> _To do_:
Copy the interview excerpt on autonomic computing between "dW: Well, are" and "than my example.", inclusive, replacing each "examples" with "instances".

> _Source passage_:
RT: The question is, "Are security mechanisms today synonymous with self-protect?"

dW: Well, are they going down the right road, maybe more than other examples of things we already have today? For instance, a firewall can be at least somewhat autonomic?

RT: Well, I haven't really thought about it that way, but I don't think so. We have examples of self-managing. I can point to lots of different technology today, in each of these disciplines, that are good isolated examples of behaviors we want to make more common across other components or other applications.

dW: Maybe it would be better to talk about those than my example.

MVS: Multiple virtual storage. A mainframe operating system.

RT: OK. The thing to remember about autonomic computing is on one hand, it's nothing new. On the other hand, it's doing old things in a new way, so it all depends how you look at it. But if you go to Poughkeepsie, and you talk about autonomic computing and give them examples of behaviors that are desirable in an IT environment, they say, "We invented that 30 years ago in MVS™" -- and that's true. Those are some of the behaviors we point to, such as the way that z/OS® has a common model for the logging of events, and so on. If you are running on z/OS, there are rules by which you do that, such as what you need to log, and how you need to log events that go on your system. This makes it really easy to correlate events from across different components of the application stack, and to do root cause analysis. So problem determination is not perfect on the z, but there are a lot of capabilities there that you don't have elsewhere.

We want to take those sort of best-practices, and make them work on a heterogeneous multivendor environment as well as they work in a homogeneous single-vendor environment like the z/OS environment. And that's part of what autonomic computing is about, and why standards are important.

We submitted a standard called Common Base Event. It is pretty simple in concept, but pretty powerful in capability. Basically, the idea is that everybody should start logging events that are going on in their infrastructure, whatever they happen to be -- an SAP application, an Oracle database, a Sun server, a Cisco router -- in a common way. If we could all get this done in a common way, using the common situation model that we defined (which is not just a tactic, but also has some semantics, or meaning, that you describe also in a common way inside the event), that will make it so much easier to do problem determination, root cause analysis, and self-healing systems. Just by this one initiative, where everyone starts recording what is going on in a common way.

So a lot of these technologies exist in pockets. There are pockets of self-protecting technologies -- it's great that a firewall logs incoming hits against a port that's not open. It's even better if those logged events are funneled up into what we call an autonomic manager, that can maybe correlate that to mean there's a specific denial of service attack, or a probe going on against the infrastructure. So the combination of these technologies is really what can help make autonomic computing possible. The ability for events to be aggregated, then correlated, and analyzed is one of the key concepts behind autonomic computing.

> _Input data_:
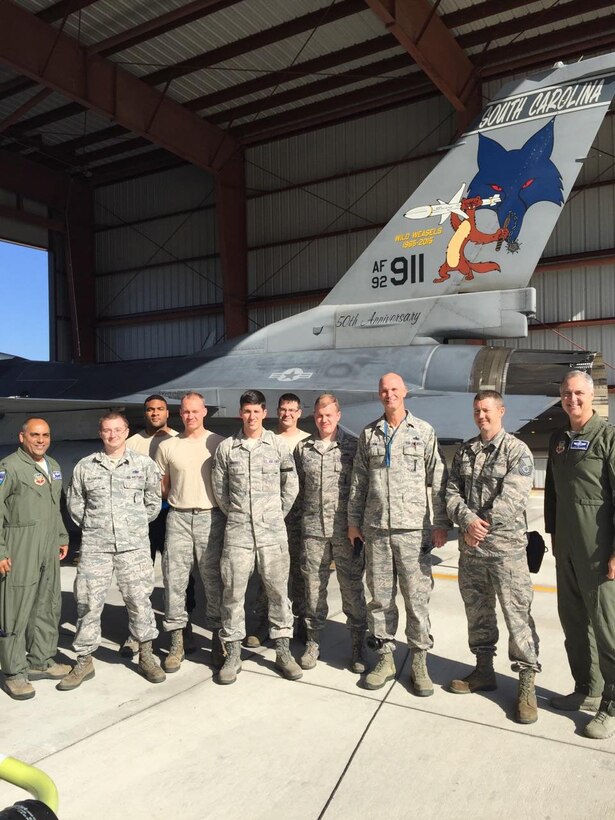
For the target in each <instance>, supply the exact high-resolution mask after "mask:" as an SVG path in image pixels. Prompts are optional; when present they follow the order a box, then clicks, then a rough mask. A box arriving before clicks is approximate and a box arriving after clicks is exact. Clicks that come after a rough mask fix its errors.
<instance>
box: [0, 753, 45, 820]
mask: <svg viewBox="0 0 615 820" xmlns="http://www.w3.org/2000/svg"><path fill="white" fill-rule="evenodd" d="M0 779H1V780H6V781H7V782H8V783H12V784H13V785H14V786H19V787H20V788H22V789H25V790H26V791H28V792H30V794H31V795H32V796H33V797H35V798H36V799H37V800H40V801H41V802H42V803H45V805H47V806H49V808H50V809H51V811H53V812H55V813H56V814H57V812H58V806H59V803H60V800H59V797H58V790H57V789H56V785H55V783H54V782H53V780H52V779H51V778H50V777H49V776H48V775H46V774H45V772H43V771H41V770H40V769H37V768H36V767H35V766H29V765H28V764H27V763H24V762H23V761H21V760H16V759H15V758H14V757H7V756H6V755H2V754H0Z"/></svg>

> _Answer area_:
dW: Well, are they going down the right road, maybe more than other instances of things we already have today? For instance, a firewall can be at least somewhat autonomic?

RT: Well, I haven't really thought about it that way, but I don't think so. We have instances of self-managing. I can point to lots of different technology today, in each of these disciplines, that are good isolated instances of behaviors we want to make more common across other components or other applications.

dW: Maybe it would be better to talk about those than my example.